GIVEN INSTRUCTION
Quote all of the entries below word for word, leaving out the pictures.

RECORDS SUPPLIED
○ ○ ○

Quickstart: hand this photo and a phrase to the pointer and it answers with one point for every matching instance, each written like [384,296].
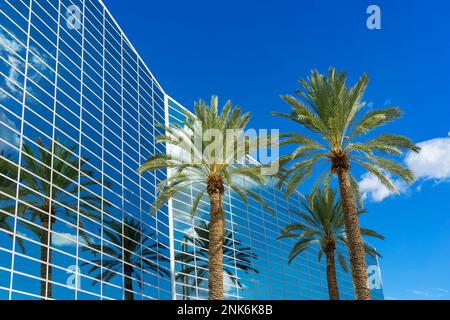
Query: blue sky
[253,51]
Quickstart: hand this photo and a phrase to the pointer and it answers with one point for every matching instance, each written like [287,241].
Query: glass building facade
[78,115]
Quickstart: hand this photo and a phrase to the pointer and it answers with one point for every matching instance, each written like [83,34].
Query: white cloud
[372,189]
[433,160]
[6,134]
[427,294]
[431,163]
[66,240]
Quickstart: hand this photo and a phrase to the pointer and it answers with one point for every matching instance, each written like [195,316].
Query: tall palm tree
[8,188]
[332,112]
[322,224]
[133,248]
[56,164]
[235,253]
[191,163]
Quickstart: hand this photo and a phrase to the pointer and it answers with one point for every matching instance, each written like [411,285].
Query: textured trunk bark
[128,282]
[46,258]
[333,289]
[216,247]
[354,239]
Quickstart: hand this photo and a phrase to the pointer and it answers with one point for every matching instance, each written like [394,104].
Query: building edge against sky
[80,83]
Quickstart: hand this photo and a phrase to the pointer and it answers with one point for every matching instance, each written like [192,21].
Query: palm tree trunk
[46,258]
[128,282]
[333,290]
[216,247]
[354,239]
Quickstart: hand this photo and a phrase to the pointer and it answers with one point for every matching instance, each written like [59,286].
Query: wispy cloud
[431,163]
[372,189]
[436,293]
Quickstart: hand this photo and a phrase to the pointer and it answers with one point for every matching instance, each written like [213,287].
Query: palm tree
[322,224]
[56,164]
[133,248]
[331,111]
[8,188]
[235,253]
[191,163]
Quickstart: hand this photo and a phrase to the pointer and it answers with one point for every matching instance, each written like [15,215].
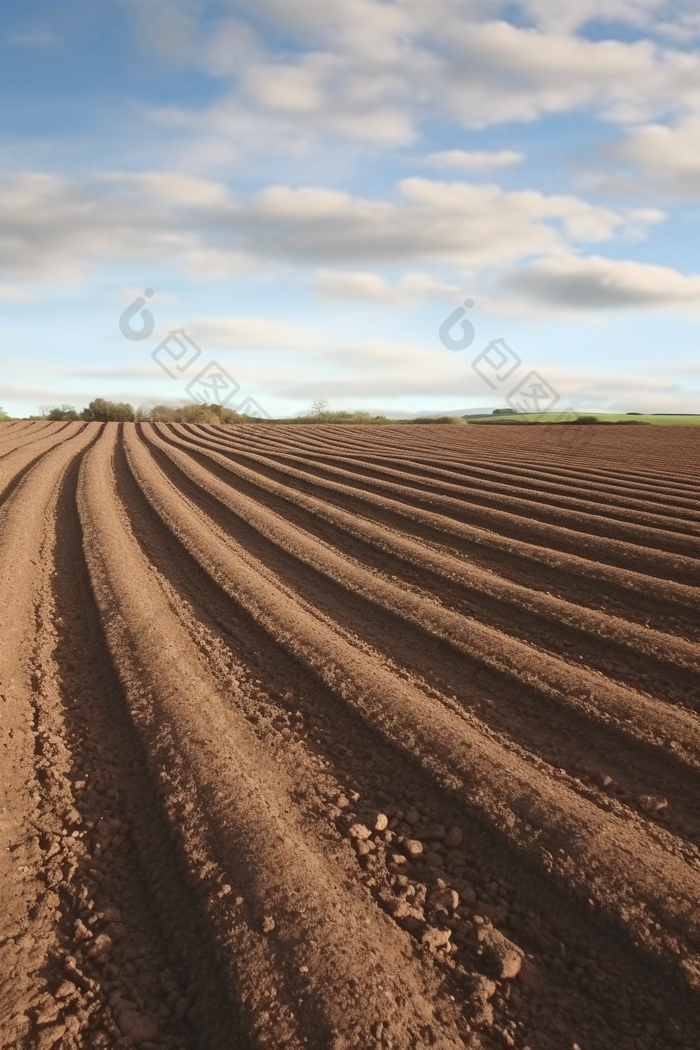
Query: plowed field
[349,737]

○ ○ ○

RESPONSE TO THE TASK
Quickstart: hand this photo and a phrase to the pointer and it answers with one point for every matching instance, each written like [384,296].
Query: blue sky
[253,51]
Quickstart: hand this photo and a phrase to the pointer and it answers with one point for every matching instance, each written like [287,241].
Query: glass building facade
[78,115]
Quickstart: hand this photo and a phrase to the pointer and it answers with one point for every matching instance, each written like [83,34].
Query: white cloud
[372,189]
[433,160]
[6,134]
[427,294]
[431,163]
[66,240]
Quickstart: hand this photo and a phrase to the pointer and it answers with one point for every matching instance, each written like [195,316].
Query: tall palm tree
[8,188]
[332,112]
[322,224]
[133,248]
[56,164]
[235,253]
[191,163]
Quickstart: hand this photo and a phrase to the pointer and it answers with one point for every matching instance, each written like [411,285].
Query: textured trunk bark
[128,282]
[46,258]
[333,289]
[216,247]
[354,239]
Quickstart: hand this photo and a phrase to the pointer and it answers with one point for every matching instance, each written like [394,104].
Query: building edge against sky
[80,83]
Quickstart: hand this photo and a phrase to the pointer and it answers with one point for every matching instance, each written like [192,21].
Query: palm tree trunk
[46,258]
[128,282]
[333,290]
[216,247]
[354,239]
Quickstart: hand this photo and a phrase to the pointer and it answers with one point for every matching instance, each written like [59,286].
Query: wispy cloud
[431,163]
[372,189]
[436,293]
Quickstart: hand this photo and a phrase to the pointer and it answers with one point for every matching instance, each written like [213,287].
Query: palm tree
[322,224]
[56,164]
[133,248]
[331,111]
[8,188]
[235,253]
[191,163]
Quickstart: hand this photo and a phrase to the pointer and it answers with one point for every matching instance, each written like [15,215].
Query: plowed field
[349,737]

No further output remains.